[MATERIAL FOR THE TASK]
##########

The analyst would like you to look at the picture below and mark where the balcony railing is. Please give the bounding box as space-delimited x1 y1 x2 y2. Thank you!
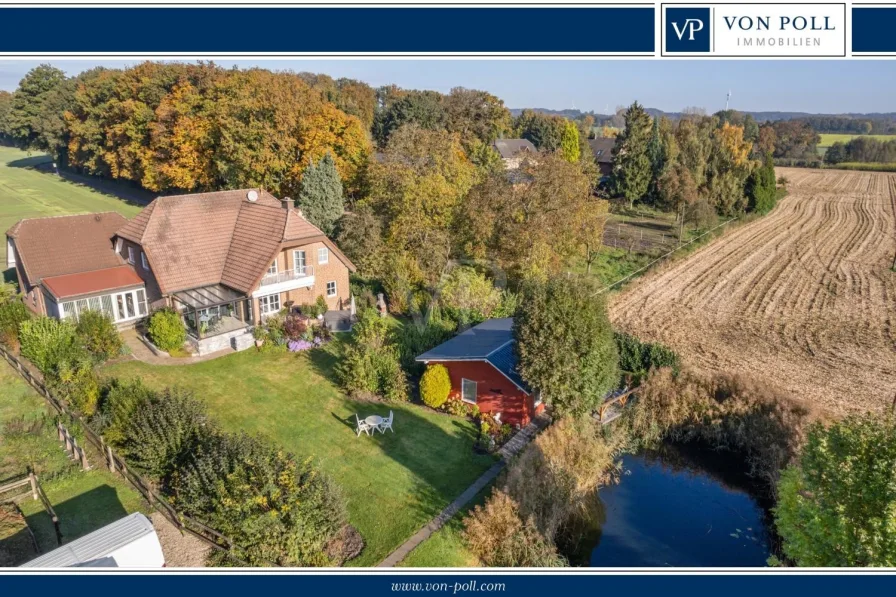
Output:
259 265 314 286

##########

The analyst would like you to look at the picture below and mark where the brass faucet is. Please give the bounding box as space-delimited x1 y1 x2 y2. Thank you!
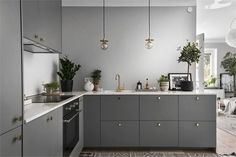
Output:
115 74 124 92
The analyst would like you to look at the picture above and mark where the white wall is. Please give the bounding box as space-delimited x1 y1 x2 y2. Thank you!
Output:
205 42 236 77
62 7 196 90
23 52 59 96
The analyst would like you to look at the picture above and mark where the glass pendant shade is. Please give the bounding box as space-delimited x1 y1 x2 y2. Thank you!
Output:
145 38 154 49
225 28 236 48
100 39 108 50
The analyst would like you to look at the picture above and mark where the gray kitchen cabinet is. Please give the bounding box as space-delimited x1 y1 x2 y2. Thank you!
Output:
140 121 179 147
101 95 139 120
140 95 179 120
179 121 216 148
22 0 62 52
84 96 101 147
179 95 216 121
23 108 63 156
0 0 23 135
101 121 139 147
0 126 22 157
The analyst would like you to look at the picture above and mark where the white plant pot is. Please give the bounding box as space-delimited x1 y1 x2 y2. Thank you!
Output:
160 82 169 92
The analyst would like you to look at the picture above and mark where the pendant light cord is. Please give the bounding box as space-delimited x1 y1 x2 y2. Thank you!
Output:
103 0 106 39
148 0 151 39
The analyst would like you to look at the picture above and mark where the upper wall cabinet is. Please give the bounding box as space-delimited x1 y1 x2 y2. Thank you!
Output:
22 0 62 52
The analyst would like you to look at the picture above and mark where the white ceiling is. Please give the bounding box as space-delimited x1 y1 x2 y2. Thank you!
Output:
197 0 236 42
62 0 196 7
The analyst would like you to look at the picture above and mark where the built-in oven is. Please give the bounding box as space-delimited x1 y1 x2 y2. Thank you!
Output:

##########

[OBJECTIVE] Lay out the rows in the part that opens with the line containing "where the balcony" and closes with the line containing "259 265 314 286" as a numbered list, skipping any blank lines. Leave the picture out of your list.

[TASK RESULT]
1. The analyst would like you to look at the picture below and mark where the balcony railing is. Please give the bounding box as space-delimited x1 y1 x2 y2. Thank you!
2. Output:
3. 259 265 314 286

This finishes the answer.